> [TEXT UNDER STUDY]:
***

Crypto exchanges have been in the news a lot lately, and not for the right reasons. Last week, Japanese regulators halted operations on several high-profile exchanges amid concerns about their security protocols. The move followed a severe hack on Coincheck, a Japan-based crypto exchange, that was victimized in January.
In an official statement on their website, Coincheck expressed regret over the incident and promised to make reparations to its customers:
“We would like to offer our sincerest apologies to our customers, other exchanges, and everyone else effected by the illicit transfer of NEM which occurred on our platform. We vow to take action on all of the points listed in the business improvement order handed down from the Financial Services Agency.”
The as of yet unidentified thieves stole 523 million units of NEM’s digital currency, and the hack impacted 260,000 Coincheck customers. At the end of January, Reuters reported that the hackers’ digital wallet was identified, but the funds have not been recovered.
On Monday, Coincheck began repairing the damage when it used $435 million of its own money to compensate customers for their lost funds.
According to The Wall Street Journal, the payment was higher than the current market value but less than its value at the time of the hack. This move was in line with Coincheck’s official statement posted on their website at the end of January.
Although the two incidents are different in many ways, Coincheck’s handling of the incident reflects the lessons learned from the Mt. Gox hack in 2014. The company was immediately forthright with information and pledged to make reparations.
To an extent, Coincheck seems to have buoyed its reputation rather than crumble into a public relationships disaster like Mt. Gox and its leadership did.

***

> [MATERIAL SHOWN]:
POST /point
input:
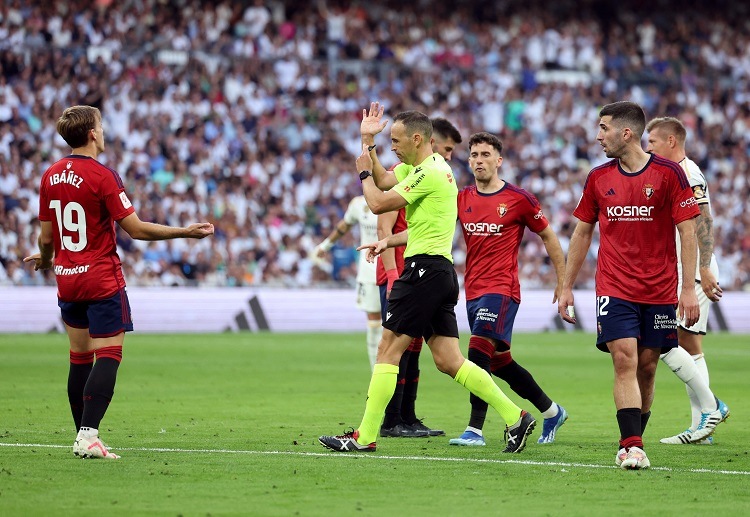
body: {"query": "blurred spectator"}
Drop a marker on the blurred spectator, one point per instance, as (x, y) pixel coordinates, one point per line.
(249, 116)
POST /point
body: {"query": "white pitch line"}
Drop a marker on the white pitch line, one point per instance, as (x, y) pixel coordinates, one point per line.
(381, 457)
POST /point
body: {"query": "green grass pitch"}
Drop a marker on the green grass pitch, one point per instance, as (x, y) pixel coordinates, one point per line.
(227, 425)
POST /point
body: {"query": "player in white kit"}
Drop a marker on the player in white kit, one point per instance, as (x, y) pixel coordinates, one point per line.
(368, 292)
(666, 137)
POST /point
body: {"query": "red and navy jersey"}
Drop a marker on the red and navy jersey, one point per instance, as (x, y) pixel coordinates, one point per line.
(82, 199)
(493, 226)
(398, 227)
(637, 214)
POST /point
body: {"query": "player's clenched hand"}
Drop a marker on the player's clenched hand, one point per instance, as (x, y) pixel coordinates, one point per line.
(374, 249)
(200, 230)
(364, 161)
(372, 122)
(688, 309)
(36, 258)
(565, 306)
(710, 285)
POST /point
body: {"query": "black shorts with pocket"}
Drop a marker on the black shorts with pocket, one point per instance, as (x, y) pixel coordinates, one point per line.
(423, 299)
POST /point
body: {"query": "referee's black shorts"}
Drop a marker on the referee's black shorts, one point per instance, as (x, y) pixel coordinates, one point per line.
(423, 299)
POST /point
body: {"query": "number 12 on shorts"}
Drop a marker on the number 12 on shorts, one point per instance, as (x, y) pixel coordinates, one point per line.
(601, 303)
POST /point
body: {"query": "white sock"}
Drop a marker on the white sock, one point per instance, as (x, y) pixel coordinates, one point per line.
(680, 362)
(374, 333)
(88, 432)
(551, 412)
(695, 407)
(700, 363)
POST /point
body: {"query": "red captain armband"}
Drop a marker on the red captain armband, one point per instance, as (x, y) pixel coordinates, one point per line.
(392, 276)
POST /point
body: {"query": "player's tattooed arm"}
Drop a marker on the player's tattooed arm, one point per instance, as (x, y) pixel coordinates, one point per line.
(705, 236)
(704, 233)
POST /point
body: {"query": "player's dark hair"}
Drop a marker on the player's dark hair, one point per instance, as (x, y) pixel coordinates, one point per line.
(76, 122)
(445, 129)
(486, 138)
(671, 126)
(626, 114)
(415, 122)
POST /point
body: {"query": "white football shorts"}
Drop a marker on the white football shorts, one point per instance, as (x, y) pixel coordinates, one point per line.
(368, 297)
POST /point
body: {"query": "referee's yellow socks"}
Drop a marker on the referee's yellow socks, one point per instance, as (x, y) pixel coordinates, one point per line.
(382, 386)
(479, 382)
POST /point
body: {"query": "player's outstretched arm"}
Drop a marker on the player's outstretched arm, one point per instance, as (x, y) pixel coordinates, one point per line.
(145, 231)
(579, 246)
(556, 255)
(386, 222)
(43, 259)
(688, 307)
(341, 228)
(379, 201)
(705, 235)
(372, 124)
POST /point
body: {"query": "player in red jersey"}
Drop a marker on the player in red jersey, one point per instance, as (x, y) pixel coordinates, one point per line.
(80, 200)
(494, 215)
(637, 199)
(400, 416)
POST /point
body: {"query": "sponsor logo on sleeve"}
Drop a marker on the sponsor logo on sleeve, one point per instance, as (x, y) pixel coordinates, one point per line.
(125, 201)
(691, 201)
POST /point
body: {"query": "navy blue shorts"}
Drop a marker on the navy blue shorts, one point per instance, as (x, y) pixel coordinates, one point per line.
(383, 301)
(103, 318)
(654, 326)
(492, 316)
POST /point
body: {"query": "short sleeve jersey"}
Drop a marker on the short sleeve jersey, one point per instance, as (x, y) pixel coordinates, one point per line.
(493, 226)
(637, 214)
(430, 191)
(398, 227)
(82, 199)
(700, 191)
(359, 213)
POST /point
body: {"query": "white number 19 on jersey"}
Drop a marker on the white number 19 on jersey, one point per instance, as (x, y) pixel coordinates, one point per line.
(73, 219)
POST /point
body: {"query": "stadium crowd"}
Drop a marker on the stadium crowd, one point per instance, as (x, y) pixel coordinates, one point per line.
(247, 115)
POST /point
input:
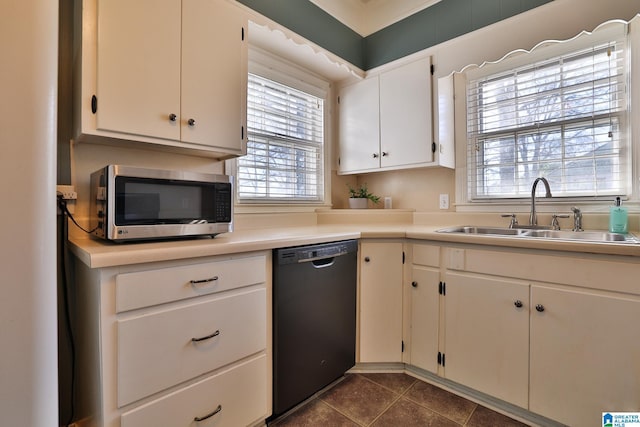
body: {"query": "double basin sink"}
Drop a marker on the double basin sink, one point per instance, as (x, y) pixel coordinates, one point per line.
(544, 233)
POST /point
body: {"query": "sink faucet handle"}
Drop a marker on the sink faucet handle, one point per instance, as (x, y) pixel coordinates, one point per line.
(513, 222)
(577, 219)
(554, 220)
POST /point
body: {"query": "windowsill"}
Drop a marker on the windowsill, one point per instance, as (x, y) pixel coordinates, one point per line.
(544, 205)
(266, 208)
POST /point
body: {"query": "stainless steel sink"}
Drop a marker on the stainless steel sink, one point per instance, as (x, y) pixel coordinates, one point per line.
(541, 232)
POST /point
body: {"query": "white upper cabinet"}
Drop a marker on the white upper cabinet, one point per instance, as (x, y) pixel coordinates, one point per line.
(386, 121)
(406, 136)
(360, 126)
(138, 67)
(167, 72)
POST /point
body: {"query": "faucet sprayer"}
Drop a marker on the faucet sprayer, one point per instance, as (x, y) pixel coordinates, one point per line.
(533, 217)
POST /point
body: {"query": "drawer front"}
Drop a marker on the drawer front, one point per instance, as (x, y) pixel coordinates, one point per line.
(152, 287)
(426, 255)
(156, 351)
(240, 393)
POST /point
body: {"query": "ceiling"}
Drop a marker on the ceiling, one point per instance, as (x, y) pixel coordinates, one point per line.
(368, 16)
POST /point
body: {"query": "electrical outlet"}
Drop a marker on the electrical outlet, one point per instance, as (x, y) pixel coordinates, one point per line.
(444, 201)
(68, 192)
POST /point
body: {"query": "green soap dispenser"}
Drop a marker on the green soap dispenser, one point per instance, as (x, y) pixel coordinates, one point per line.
(618, 218)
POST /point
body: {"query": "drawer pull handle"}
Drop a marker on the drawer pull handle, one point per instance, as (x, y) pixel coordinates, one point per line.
(215, 411)
(215, 334)
(210, 279)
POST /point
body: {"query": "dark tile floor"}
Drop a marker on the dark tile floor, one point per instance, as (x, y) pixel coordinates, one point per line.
(378, 399)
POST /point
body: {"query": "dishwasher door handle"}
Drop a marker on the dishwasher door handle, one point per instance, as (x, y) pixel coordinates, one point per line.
(323, 262)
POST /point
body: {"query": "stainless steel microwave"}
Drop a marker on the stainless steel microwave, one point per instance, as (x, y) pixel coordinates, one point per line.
(130, 203)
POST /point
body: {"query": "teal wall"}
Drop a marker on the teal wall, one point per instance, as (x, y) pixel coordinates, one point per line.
(314, 24)
(441, 22)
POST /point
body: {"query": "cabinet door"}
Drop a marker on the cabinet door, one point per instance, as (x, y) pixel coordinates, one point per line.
(214, 74)
(487, 335)
(585, 355)
(405, 115)
(425, 312)
(359, 127)
(380, 302)
(138, 70)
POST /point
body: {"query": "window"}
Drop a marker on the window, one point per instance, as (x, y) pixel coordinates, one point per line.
(563, 118)
(285, 149)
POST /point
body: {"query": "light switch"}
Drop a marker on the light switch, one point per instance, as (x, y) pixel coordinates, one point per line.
(444, 201)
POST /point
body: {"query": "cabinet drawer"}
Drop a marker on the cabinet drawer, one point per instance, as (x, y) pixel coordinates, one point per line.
(152, 287)
(156, 351)
(240, 392)
(426, 255)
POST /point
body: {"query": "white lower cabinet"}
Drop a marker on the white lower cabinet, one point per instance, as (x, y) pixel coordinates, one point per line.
(171, 343)
(554, 334)
(585, 353)
(380, 302)
(229, 398)
(425, 306)
(487, 335)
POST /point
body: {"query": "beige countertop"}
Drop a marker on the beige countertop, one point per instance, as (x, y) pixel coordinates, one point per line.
(97, 253)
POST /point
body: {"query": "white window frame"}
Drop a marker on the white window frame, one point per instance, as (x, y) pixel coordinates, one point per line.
(271, 67)
(546, 50)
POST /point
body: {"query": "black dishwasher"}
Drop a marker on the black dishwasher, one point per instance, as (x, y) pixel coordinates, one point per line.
(314, 319)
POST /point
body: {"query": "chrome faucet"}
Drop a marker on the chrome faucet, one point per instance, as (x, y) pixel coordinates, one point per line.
(577, 219)
(533, 217)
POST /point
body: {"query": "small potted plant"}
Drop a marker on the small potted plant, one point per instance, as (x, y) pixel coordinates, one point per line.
(359, 197)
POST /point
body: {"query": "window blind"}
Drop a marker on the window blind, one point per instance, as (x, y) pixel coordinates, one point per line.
(284, 160)
(562, 118)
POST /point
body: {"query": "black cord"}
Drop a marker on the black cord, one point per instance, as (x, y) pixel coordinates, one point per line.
(67, 308)
(62, 204)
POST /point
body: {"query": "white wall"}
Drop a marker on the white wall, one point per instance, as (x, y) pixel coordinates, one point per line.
(28, 86)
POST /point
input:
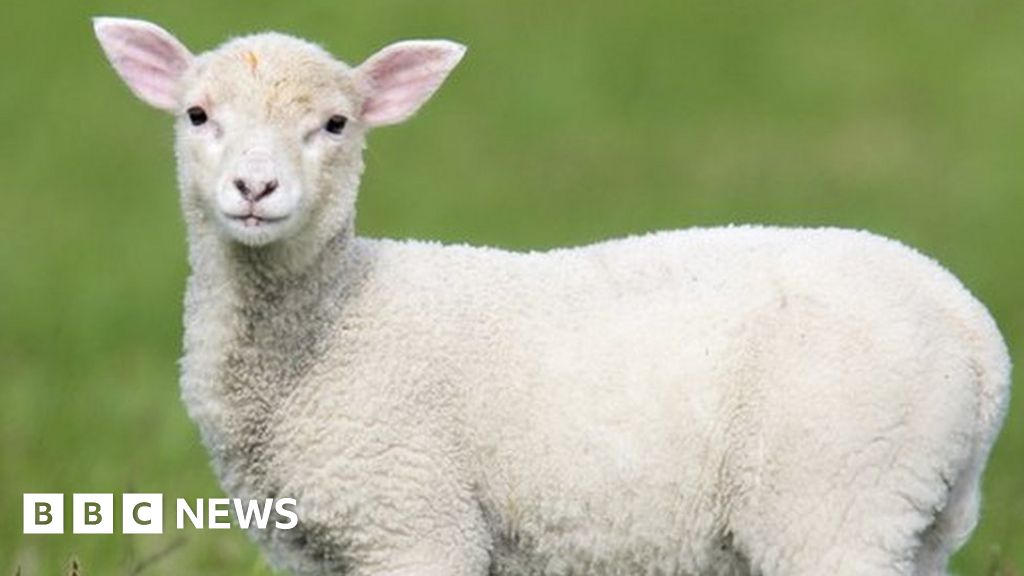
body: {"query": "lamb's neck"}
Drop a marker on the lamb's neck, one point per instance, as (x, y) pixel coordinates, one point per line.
(253, 329)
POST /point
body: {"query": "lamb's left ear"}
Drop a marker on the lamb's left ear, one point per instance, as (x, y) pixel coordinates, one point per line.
(147, 57)
(401, 77)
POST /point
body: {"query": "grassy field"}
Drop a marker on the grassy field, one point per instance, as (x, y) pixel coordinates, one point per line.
(566, 123)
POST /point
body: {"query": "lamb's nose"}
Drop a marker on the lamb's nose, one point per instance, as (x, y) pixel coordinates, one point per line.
(254, 190)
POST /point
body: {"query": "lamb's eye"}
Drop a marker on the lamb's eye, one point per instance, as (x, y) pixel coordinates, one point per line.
(197, 116)
(336, 124)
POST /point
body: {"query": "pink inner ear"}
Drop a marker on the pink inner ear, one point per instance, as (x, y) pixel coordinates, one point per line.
(403, 76)
(147, 58)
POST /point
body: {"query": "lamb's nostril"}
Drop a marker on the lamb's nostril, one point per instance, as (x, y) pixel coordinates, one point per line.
(267, 189)
(253, 191)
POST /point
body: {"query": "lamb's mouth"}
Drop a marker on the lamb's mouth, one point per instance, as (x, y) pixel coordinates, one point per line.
(253, 220)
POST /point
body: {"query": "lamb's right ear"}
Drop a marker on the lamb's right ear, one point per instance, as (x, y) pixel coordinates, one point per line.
(147, 58)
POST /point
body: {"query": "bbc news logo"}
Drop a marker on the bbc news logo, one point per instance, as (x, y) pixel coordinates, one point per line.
(143, 513)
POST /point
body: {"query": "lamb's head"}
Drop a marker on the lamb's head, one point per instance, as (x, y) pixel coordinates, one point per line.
(270, 128)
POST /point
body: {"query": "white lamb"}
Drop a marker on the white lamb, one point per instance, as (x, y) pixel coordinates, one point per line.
(706, 402)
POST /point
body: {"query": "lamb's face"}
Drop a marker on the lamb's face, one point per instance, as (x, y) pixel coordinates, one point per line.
(268, 131)
(270, 128)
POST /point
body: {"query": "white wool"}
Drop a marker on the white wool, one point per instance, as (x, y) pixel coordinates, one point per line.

***

> [ACTIVITY LIST]:
A – Using the article on the Coincheck hack, answer each question on its own line, marked (i), (ii), (iii):
(i) How many units of NEM's digital currency did the thieves steal?
(ii) What sum of its own money did Coincheck use on Monday to compensate customers?
(iii) In what year did the Mt. Gox hack take place?
B – Continue the article on the Coincheck hack, starting after its last sentence.

> [ANSWERS GIVEN]:
A –
(i) 523 million units
(ii) $435 million
(iii) 2014

B –
Of course, that’s not to say that Coincheck is completely absolved. Its development team was twice warned by Japanese regulatory bodies to improve their security and oversight protocols. As the Journal headline eloquently put it, “Japan’s cryptocurrency whiz kid faces $530 million reckoning.” In a blog post about the theft, NEM notes,
“The cause of the breach…was a form of malware that had infected the company’s internal computer systems.”
Getting Back to Business
After announcing the customer payments, Coincheck resumed withdraws and sales of a select batch of cryptocurrencies including Bitcoin. However, new user accounts cannot be created, and only limited activity is allowed on the platform.
The entire episode reflects one of the burgeoning concerns for the prolific crypto markets – consumer confidence in exchanges.
While cryptocurrencies and the blockchain technology that powers them becomes more popular and capable, crypto exchanges must develop and mature as well. If investors can’t have confidence in the exchanges, then the entire arrangement is a nonstarter for most people.
Even so, making suitable reparations is an important and necessary next step. The high monetary and reputation cost just might be the incentive needed to encourage exchanges to do more to secure their platforms.